## BEGIN SOURCE RECORDS

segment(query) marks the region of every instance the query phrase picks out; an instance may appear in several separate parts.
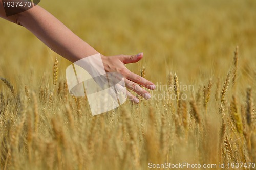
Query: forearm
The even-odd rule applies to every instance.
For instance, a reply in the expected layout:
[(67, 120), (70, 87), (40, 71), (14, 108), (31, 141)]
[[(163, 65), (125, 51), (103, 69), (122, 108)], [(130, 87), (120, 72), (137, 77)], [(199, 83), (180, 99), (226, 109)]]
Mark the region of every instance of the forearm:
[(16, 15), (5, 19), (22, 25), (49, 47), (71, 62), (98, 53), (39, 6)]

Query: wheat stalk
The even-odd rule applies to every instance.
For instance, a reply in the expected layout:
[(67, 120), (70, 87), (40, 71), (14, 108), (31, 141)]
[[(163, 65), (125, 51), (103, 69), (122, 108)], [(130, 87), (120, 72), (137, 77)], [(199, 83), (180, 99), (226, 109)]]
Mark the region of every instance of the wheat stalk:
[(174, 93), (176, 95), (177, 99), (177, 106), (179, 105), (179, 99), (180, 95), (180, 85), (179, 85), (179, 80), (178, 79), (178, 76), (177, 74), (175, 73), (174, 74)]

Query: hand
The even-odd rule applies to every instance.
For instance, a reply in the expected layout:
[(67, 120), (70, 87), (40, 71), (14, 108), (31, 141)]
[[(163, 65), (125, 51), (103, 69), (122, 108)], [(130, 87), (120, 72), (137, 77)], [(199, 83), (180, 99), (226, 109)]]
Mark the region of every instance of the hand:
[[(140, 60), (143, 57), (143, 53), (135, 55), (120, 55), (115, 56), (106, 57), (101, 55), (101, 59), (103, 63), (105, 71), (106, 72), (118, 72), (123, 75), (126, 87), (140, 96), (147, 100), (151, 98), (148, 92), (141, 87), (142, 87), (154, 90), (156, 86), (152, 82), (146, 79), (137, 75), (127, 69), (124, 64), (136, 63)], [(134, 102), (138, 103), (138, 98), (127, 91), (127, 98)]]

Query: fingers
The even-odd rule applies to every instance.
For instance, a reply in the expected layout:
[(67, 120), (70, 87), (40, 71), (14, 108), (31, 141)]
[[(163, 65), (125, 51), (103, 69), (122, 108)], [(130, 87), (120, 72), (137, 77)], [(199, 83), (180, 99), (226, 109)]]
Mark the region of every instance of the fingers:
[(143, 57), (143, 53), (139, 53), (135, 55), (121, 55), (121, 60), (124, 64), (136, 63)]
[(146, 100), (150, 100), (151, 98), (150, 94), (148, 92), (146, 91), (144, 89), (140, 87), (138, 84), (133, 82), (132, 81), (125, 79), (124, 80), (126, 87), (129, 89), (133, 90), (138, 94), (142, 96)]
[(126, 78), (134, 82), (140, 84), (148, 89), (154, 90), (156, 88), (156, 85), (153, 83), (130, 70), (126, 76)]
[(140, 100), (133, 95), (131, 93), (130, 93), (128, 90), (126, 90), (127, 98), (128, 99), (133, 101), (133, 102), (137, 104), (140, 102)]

## END SOURCE RECORDS
## BEGIN SOURCE RECORDS

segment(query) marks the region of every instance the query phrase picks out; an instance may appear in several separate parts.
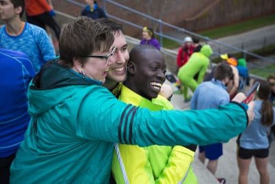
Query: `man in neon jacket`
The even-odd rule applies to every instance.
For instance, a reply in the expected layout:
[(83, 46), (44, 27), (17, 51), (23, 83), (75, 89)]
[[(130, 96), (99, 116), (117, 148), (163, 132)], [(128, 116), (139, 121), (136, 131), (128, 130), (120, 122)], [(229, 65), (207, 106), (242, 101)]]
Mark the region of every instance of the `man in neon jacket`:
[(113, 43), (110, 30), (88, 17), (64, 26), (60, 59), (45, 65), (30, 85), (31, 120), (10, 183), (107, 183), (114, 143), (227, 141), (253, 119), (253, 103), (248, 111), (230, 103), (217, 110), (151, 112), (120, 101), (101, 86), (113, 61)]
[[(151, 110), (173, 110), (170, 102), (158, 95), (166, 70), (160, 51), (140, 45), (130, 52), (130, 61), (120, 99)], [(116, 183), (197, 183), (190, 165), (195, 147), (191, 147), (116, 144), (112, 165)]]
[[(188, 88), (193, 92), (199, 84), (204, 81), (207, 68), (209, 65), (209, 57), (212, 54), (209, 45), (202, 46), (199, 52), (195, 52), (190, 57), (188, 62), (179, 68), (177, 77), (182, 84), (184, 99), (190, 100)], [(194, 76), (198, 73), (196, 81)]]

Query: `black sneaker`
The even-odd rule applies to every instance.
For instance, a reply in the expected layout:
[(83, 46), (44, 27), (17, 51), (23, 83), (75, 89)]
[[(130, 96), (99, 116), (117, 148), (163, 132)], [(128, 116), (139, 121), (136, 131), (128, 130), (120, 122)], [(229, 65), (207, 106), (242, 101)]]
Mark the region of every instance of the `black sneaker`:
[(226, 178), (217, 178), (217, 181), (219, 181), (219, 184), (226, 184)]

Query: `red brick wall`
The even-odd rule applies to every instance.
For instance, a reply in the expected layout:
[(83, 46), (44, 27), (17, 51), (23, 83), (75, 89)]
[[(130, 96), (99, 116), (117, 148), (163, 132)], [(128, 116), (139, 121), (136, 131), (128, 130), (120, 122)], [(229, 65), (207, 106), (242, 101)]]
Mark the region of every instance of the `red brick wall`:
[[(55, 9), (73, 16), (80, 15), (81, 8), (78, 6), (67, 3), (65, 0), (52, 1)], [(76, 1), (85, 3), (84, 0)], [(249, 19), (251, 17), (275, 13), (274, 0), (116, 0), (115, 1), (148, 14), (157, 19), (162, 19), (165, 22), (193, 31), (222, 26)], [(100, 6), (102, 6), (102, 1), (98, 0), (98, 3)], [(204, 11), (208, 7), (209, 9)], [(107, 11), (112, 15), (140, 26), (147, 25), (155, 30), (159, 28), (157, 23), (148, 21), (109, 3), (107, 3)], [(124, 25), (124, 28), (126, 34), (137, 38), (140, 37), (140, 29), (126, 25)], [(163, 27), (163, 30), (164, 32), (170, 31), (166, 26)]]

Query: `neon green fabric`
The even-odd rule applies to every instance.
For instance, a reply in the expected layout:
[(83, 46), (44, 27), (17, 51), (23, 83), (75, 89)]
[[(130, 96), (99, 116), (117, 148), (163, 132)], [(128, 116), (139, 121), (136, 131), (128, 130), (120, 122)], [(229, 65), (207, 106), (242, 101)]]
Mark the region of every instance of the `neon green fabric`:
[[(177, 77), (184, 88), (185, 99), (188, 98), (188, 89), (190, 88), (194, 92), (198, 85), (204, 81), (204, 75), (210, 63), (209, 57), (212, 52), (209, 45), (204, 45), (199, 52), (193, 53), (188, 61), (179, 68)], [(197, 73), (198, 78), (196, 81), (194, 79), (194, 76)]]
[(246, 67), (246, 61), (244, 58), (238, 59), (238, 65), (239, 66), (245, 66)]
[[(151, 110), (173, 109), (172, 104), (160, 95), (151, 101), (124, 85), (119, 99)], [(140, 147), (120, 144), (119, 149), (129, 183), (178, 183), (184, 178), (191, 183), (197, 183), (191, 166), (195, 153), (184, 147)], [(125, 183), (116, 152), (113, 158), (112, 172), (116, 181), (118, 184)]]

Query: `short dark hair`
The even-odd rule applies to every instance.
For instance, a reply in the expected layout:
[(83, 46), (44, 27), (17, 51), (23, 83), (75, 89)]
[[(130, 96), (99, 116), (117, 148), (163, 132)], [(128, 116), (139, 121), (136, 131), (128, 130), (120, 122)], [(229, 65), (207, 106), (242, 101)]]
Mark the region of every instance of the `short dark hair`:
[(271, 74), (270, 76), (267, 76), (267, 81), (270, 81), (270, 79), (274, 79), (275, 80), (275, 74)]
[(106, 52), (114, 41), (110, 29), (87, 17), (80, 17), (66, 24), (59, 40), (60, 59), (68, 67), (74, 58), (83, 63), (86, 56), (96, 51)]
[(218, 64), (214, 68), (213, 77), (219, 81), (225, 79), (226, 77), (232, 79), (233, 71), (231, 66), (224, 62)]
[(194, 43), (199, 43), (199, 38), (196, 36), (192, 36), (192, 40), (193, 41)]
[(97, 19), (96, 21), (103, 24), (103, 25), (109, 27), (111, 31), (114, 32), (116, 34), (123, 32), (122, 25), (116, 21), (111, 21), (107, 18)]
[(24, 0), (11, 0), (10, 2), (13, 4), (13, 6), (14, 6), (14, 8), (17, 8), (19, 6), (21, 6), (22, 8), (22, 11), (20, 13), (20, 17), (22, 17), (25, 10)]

## END SOURCE RECORDS

# GIVEN REQUEST:
Pull out every line above that contains the word "short" and copy each of them.

# REPLY:
Query: `short dark hair`
Mark the region of every instance of the `short dark hair`:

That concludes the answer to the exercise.